THE TASK: The full set of records must be returned exactly, character for character.

EXERCISE INPUT:
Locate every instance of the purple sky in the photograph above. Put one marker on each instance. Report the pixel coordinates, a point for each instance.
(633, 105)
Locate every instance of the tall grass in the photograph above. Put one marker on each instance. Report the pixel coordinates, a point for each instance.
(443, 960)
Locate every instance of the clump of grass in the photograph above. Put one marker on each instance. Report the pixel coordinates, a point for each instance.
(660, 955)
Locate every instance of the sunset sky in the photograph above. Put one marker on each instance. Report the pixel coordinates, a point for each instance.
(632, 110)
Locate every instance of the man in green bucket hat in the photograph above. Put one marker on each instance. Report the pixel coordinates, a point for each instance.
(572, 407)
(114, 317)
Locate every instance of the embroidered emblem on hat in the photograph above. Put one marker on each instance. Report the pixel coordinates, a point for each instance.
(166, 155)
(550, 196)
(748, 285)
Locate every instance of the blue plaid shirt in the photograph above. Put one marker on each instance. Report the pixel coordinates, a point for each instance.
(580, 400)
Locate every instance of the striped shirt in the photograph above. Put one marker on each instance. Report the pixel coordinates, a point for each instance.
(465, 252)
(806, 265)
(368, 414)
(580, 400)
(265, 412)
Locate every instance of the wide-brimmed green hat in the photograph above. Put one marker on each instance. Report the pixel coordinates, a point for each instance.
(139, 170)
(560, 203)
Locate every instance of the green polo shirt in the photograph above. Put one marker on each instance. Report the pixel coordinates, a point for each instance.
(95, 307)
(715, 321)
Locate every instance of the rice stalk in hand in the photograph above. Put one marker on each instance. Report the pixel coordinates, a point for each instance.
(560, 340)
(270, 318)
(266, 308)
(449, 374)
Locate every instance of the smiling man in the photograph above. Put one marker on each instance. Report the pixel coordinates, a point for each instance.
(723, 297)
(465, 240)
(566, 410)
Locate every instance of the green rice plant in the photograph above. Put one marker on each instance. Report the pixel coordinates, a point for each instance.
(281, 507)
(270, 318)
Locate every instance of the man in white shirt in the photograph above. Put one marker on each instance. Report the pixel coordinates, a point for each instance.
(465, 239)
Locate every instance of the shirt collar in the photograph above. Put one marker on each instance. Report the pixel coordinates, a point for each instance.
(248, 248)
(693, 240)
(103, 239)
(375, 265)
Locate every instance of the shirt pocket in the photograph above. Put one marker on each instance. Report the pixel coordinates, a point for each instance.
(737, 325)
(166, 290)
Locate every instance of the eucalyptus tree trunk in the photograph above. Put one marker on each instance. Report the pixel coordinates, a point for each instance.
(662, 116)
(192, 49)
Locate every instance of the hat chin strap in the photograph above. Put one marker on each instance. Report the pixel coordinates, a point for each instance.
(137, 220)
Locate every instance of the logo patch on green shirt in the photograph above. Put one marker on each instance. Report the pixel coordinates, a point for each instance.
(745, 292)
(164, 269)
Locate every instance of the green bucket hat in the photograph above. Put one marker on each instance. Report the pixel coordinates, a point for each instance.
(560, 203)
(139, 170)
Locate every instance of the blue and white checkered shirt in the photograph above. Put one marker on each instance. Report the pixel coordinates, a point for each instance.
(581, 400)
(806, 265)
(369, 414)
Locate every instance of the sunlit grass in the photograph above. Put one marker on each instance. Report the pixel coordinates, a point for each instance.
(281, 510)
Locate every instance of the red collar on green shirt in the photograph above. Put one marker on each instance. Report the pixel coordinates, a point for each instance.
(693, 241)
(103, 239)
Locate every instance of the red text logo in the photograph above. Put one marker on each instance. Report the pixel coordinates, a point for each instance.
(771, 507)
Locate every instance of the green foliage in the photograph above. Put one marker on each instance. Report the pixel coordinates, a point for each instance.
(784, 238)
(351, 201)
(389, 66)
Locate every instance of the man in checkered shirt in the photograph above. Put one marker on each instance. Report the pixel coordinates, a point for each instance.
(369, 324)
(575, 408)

RESULT FOR THIS TASK:
Locate every instance of the purple sky in the photograph above. Put one marker on each instance. Report the pixel coordinates, a point for each instance.
(633, 105)
Locate every instance of the tall grass in the photograph above. Put one marker on each instance. Report the pixel coordinates, a point for each instance.
(443, 960)
Locate every instance of the clump of grass in the photograph above. Put one marker on each instance. Report the pixel coordinates, a point for each instance.
(660, 955)
Locate every instance of the sunset sky in the photograph above. Put one marker on each instance. Report the pixel coordinates, a point for each instance.
(632, 110)
Locate every instance of the man in green bucket hat in the photograph above. Put one marker on each instance. Report the pixel coordinates, a point for each instance.
(572, 407)
(114, 317)
Locate every instance of the embroidered emblem on hat in the photograph above. Put one marker on each instance. Report the pixel coordinates, a point for each instance.
(166, 155)
(550, 196)
(748, 285)
Locate every instance of the blue plaid shirt in the photograph above. Put one marker on each instance. Report the pixel coordinates, a point for each instance.
(580, 400)
Locate every instance of the striped shirt in the photograph above. Put one marker on each instance. Report the pixel coordinates, a point for each instance.
(465, 252)
(806, 265)
(368, 414)
(580, 400)
(265, 412)
Locate every instance of the wide-brimmed green hat in the photograph above. Put one marker on each instance. Report the pixel coordinates, a point for each instance.
(139, 170)
(560, 203)
Locate every instance of the green polo shirt in the photograph above. Put one marker on each instance. Report the pixel coordinates, a point for each instance.
(95, 307)
(715, 321)
Locate every instance of the rice stalk in hand in the photograph above. Put one marker on each instance. Report the pixel coordinates, a point for each instance.
(560, 340)
(270, 318)
(266, 308)
(449, 374)
Locate every instance of the smiling man in the photograph above. Put one marker on each instance. Report the pixel coordinates, a point for each instance.
(723, 297)
(465, 240)
(566, 410)
Locate every instance of the green rice plant in the photograph above. Put one marker on each instance. Report the pixel coordinates, a point for each instance.
(281, 507)
(270, 318)
Locate every instance of the man in white shirt in the photograph above. Put one marker on each instance. Report the pixel coordinates, a point for each instance.
(465, 239)
Locate every instance of the shirt collar in the photograph above. Put one marker on each instance. Report the pixel coordinates, a point for each instance.
(248, 248)
(693, 240)
(103, 239)
(375, 265)
Locate every instance of the shirt pocket in the photograph above. Put one marker on each instance. Report the pixel coordinates, a point for each instance.
(737, 325)
(166, 290)
Locate every instance of the eucalyptus tree trunk in the photograph above. Put one marker on each instance. Report the pixel coordinates, a point for each instance.
(662, 116)
(192, 49)
Locate every instance of the hat chin strap in the photograph above. Put one marker on each instance. Report the pixel coordinates, a point for each instance.
(137, 220)
Locate every instance of the logo patch on green shirt in the photograph above. Put one marker on each instance. Report the pixel coordinates, a point for each instance.
(745, 292)
(164, 269)
Locate every instance of the green bucket hat in the photograph above. Put one marker on each instance. Report the pixel coordinates, a point for each instance.
(560, 203)
(139, 170)
Locate every instance of the blue and white checkered shirt in the photograph above. Put one marker on each instance. Report the pixel coordinates, a point for each instance.
(581, 400)
(806, 265)
(369, 414)
Locate every instance of the sunlit grass in the photograph above. Put one marker on each instance. Report the pixel coordinates, a point for each instance.
(281, 510)
Locate every instance of the red collar on green shirt in the photograph above. Put one marker on each instance. Report the pixel coordinates, a point for each instance.
(693, 241)
(103, 239)
Locate every instance of the red text logo in the photograph above. Put one marker on each instance. Report the pixel coordinates, a point for each instance.
(771, 507)
Locate every instance of the green foliage in the photograph above. Put one marker on each instance. Report the pixel coordinates, a point for each instance.
(784, 238)
(351, 201)
(389, 66)
Locate every instance of the man in checkered shirt in the photograph above. Put one marker on each instance. Report the pixel coordinates, a point for each instance.
(369, 324)
(575, 408)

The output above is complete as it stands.